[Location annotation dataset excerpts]

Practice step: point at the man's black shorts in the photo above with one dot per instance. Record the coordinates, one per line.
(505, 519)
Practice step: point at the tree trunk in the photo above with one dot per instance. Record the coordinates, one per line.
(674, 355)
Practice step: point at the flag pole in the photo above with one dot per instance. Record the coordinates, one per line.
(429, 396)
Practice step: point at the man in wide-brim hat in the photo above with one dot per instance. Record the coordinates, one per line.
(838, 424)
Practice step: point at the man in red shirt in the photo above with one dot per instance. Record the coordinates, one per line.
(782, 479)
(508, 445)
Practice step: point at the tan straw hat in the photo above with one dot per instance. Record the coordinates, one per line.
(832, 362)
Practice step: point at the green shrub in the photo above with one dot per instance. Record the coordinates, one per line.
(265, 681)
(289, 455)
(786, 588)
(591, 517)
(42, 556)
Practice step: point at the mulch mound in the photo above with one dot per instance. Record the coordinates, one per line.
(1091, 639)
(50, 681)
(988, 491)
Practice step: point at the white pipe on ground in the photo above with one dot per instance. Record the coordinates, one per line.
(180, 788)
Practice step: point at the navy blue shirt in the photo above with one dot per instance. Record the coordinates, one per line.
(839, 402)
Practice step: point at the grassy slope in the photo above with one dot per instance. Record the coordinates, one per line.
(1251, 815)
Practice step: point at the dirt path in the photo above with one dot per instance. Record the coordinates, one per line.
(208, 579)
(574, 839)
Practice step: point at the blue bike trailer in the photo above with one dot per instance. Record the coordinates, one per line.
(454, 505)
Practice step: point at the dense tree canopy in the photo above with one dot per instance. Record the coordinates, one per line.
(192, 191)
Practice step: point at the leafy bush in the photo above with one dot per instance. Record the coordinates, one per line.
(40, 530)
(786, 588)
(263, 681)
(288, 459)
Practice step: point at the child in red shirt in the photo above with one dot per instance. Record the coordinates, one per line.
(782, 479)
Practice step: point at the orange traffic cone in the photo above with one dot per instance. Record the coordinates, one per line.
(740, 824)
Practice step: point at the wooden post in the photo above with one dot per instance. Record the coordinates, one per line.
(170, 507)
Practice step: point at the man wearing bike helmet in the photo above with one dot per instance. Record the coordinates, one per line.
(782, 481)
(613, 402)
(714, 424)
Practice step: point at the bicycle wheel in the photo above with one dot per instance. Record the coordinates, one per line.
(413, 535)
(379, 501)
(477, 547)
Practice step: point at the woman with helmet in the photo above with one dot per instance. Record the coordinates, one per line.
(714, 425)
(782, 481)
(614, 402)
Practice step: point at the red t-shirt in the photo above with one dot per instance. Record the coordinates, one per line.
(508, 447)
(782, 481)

* [Your goal]: Begin at the line that contains "Practice step: point at the child" and continue through the end of the records. Write those lines out again with "bicycle wheel" swapped for "bike wheel" and nothing else changed.

* [Solution for this problem]:
Practice step: point at the child in red shirt in the photo above with one dot per instance. Record the coordinates, one per line.
(782, 479)
Practice step: point at the orange traffic cone in the photo above with one dot per instance. Record the coordinates, one per line.
(740, 824)
Practice step: point at the wooden post in the photo above with one dot per instance. Record the coordinates, one per line.
(170, 507)
Practice step: point at the man wearing bike helmet in the photo above with one dot per instance. Record the coordinates, one per line.
(782, 481)
(613, 402)
(714, 424)
Practice step: point at the bike wheel in the photo above with one dot per instance. Record the coordinates, one per line.
(413, 535)
(379, 501)
(477, 547)
Practice step: point at the woman with helmet in the photo above with one dot per instance. Record the coordinates, one per line.
(714, 425)
(782, 481)
(614, 402)
Practice step: point at the red t-shirt in the photo above with one dot per instance. Record the coordinates, one per line.
(508, 447)
(782, 481)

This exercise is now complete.